## Exercise description
Within the records below, repeat each line exactly but keep every picture out of the copy.

(Point-per-instance localization data)
---------------
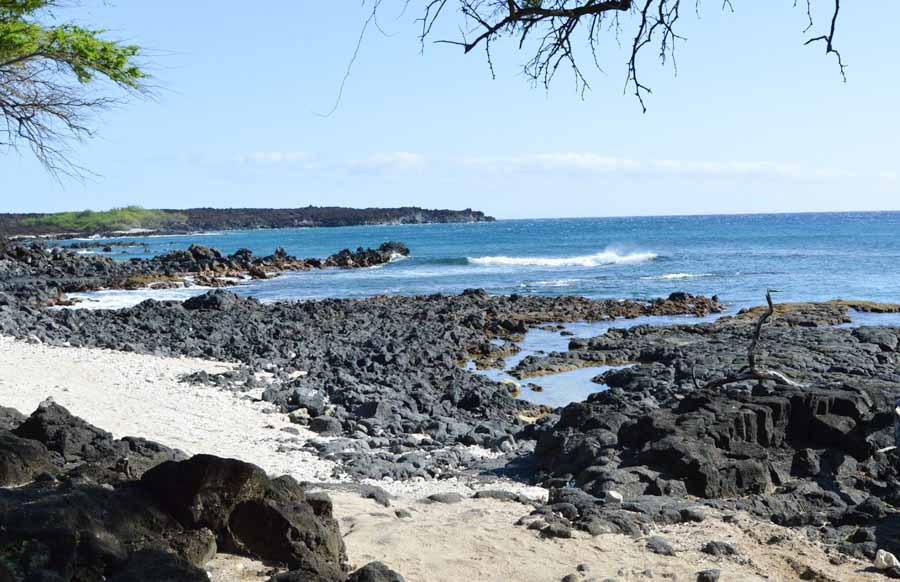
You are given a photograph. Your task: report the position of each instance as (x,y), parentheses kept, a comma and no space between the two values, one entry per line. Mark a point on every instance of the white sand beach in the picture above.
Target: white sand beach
(475,540)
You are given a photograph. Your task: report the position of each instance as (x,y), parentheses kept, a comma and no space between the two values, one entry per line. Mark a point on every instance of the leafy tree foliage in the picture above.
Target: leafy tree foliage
(54,77)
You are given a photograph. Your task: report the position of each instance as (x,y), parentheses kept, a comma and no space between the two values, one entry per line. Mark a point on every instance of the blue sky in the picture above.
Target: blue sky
(753,121)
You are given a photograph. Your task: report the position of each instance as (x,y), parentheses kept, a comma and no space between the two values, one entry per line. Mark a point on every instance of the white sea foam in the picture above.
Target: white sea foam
(606,257)
(397,257)
(670,276)
(120,299)
(552,283)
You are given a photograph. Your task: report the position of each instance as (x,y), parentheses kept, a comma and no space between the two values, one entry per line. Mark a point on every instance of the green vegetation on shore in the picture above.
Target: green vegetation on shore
(129,217)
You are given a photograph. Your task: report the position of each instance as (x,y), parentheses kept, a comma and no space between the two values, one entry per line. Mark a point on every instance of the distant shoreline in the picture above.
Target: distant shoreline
(137,221)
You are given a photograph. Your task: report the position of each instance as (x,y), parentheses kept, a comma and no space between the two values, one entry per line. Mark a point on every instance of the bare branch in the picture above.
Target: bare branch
(553,30)
(828,39)
(755,372)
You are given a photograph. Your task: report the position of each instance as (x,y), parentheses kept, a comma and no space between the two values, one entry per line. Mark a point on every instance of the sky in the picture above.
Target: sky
(753,121)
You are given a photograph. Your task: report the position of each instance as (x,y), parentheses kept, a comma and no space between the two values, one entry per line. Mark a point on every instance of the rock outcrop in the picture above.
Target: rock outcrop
(68,521)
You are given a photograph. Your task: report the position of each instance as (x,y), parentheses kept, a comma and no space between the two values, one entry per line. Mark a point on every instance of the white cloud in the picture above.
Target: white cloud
(389,161)
(275,157)
(562,163)
(552,162)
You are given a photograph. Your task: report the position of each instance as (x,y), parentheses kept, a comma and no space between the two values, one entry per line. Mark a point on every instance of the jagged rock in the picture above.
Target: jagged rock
(204,490)
(21,460)
(10,418)
(448,498)
(249,513)
(216,300)
(660,546)
(326,426)
(159,567)
(375,572)
(718,549)
(93,450)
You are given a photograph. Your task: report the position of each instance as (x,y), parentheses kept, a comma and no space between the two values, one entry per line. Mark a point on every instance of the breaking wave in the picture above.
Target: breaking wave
(670,276)
(607,257)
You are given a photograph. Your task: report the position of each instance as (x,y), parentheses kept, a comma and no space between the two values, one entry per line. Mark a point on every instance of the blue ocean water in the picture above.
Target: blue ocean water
(806,256)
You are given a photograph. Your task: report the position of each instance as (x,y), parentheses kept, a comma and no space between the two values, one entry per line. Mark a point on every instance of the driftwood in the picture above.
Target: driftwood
(755,371)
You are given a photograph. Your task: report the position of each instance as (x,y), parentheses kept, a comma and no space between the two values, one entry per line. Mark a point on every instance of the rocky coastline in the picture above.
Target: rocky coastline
(42,274)
(382,381)
(190,220)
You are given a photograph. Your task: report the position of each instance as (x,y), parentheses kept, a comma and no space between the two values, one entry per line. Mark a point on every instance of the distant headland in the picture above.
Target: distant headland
(134,219)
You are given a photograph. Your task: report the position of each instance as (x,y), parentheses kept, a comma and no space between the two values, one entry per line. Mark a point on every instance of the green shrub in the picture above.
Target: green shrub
(126,218)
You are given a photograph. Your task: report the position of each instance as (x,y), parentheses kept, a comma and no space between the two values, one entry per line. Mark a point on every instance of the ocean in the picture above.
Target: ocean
(737,257)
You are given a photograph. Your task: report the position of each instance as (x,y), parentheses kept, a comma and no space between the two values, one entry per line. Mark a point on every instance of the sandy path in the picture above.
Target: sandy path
(476,540)
(140,395)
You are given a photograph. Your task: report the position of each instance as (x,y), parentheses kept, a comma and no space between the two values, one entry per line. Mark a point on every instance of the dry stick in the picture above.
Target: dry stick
(755,372)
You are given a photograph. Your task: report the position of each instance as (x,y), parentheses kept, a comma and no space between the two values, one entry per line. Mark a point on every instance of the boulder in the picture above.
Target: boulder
(74,439)
(10,418)
(215,300)
(375,572)
(158,566)
(21,460)
(204,490)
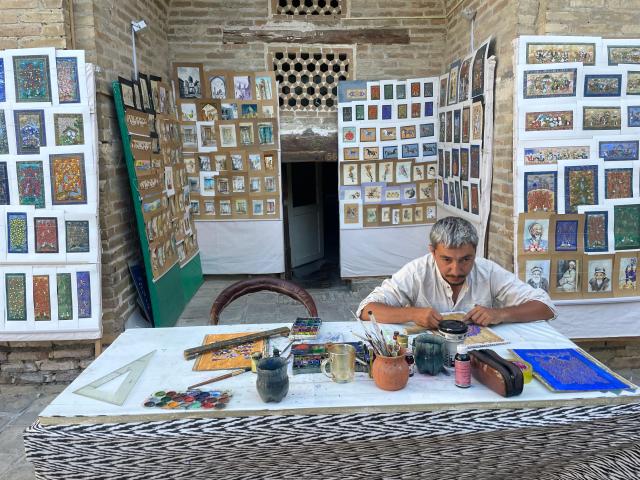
---------------
## Reply to the exercise
You are given a photograph. Your task: report the position of each instance as (x,y), parentheses kept, a comma and no space between the two values, one entry per line. Mark a point on every instance of the white sand beach in the picture above.
Target: white sand beach
(475,540)
You are given a photograph. Your task: report the position of each instance as (x,y), parentheses kept, a comma and no space between the two values, one entry per line. Mark a point on every instance of the leafy tree foliage in the picture above.
Target: leafy tree foliage
(54,77)
You are given a photograph. Your task: report the position of each instance as (x,y), parentheses kept, a comma and no space between the two values, one entry per line. Mark a point on every instance of the blue sky in the picture above.
Target: blue sky
(753,121)
You are given a photograph. Your task: report the position of each instance as (x,y), parentheses kept, a comma and no space between the two values, one entry per line. Mark a point on every instance of the white sea foam in the picture above.
Target: white sea foam
(606,257)
(397,257)
(670,276)
(120,299)
(552,283)
You are given a photograph. Your task: report the position of each instance as (x,y), parentheses kept, a comma and no space between the two values, one entry per line. Mark a point on every instance of the green vegetation on shore in the picture above.
Target: green vegetation on shore
(129,217)
You are given a photograph. Your task: report the position of each instance as (x,y), parentheses kept, a comma and no space between the two values, one entry per line. Mark a point on every instance of the distant shoreline in the picture above.
Target: distant shoreline
(137,221)
You are given a photograph. Your task: report the position of each instance as (x,y), parentheses kept, a comma and no space between the two values, one entry per line. Mark a point on every instance of the bare branch in the picture above.
Target: bare branch
(553,30)
(828,39)
(755,372)
You are given a photograph. Your task: report the position of each instance as (x,y), parentheses kept, a comma and no space between the two values, one entry per line. Mark a point on every instance of the sky in the picture above.
Target: sky
(753,121)
You are given a photograph. Your task: report the position of each instance as (x,y), parentheses kept, a comma and no space between the two values, one entry per line. Mark a point on every instance of the rock outcrop in the picture above.
Target: rock outcrop
(68,521)
You are given a photograph. Your task: report the position of each instance as (x,y), parentheses kept, a comma and no space between the two values, one entry per line. Mark a point on every instance of the white cloud in the picture above.
Target: white cloud
(389,161)
(275,157)
(562,163)
(552,162)
You are given a photograph. Your task: report the position of each instance as (x,y), parentheses kept, a comma and no space between the two values, one entry per line. Mark a point on every instance of the jagged rock in the picture above.
Target: jagged rock
(204,490)
(21,460)
(10,418)
(448,498)
(249,513)
(216,300)
(660,546)
(326,426)
(159,567)
(375,572)
(718,549)
(93,450)
You are given a photograph. Your task: report the position of each instance as (x,y), parentheses kept, a comma and no space between the two values, one entry per line. Mark a point on every instance of the breaking wave in the picture above.
Target: breaking wave
(670,276)
(607,257)
You are given a photograph. Your task: report the position of each instance as (x,y), parentheses kept, a comma and no space between the two values, one entry per line. Mark a point on every instance of the blue ocean water in the picture above.
Target: blue ocean water
(806,256)
You are given a photograph. Your task: report the position of each instance as (x,y), parentheses kept, a comma and no space between the two values, one entry per line. Mark a point on every instance of the driftwood in the picture above.
Target: driftwood
(755,371)
You are given a photograph. Your task: report the position of each instance as (x,y), parentheses kept, a comma and no space between the two values, one entry per line. Mark a point on every instance of the rocky coastline in the picture above.
Target: rocky coastline
(42,274)
(382,381)
(190,220)
You are given a photograph. Your task: report the position of each instance as (x,y), parentheses kept, a comma and no space between the two values, one entry per line. Mark a point on every instance of the distant headland in the picture above.
Target: distant headland
(134,219)
You are given a photograph. Your task: report the position of each instance as (x,y), parentheses kept, a comma and no space between the two values, one entry per line. Mark a point on every instance of the green shrub in the picture above.
Target: green shrub
(126,218)
You are given a photograph. Your task: report the position of each instance as (x,y), parentheses kept, a comma and no space between the two values, one entry per line. Mark a point on every instance of the ocean in the picture above.
Target: ocean
(737,257)
You are given a photograph. Your task: report the position of each instance as (x,y), parentheses kept, a comma and no space between the two values, one entry per line. Mark a point on every instance of the sandy path in the picture above.
Target: sandy path
(476,540)
(140,395)
You are given a photograph. Your task: report the position of each instance as (x,y), parentheses kept, a comma and no space between the two values, one entry per line. Mark a point on every instance of the dry stick in the picture above.
Target: dry stick
(755,372)
You are given a photograph. Your task: report the position of each instance as (x,y), parentheses kept, a comma and no space between the two values, one entry per line. Mark a point on every instance of the boulder in the picture above.
Target: boulder
(74,439)
(10,418)
(215,300)
(375,572)
(158,566)
(21,460)
(204,490)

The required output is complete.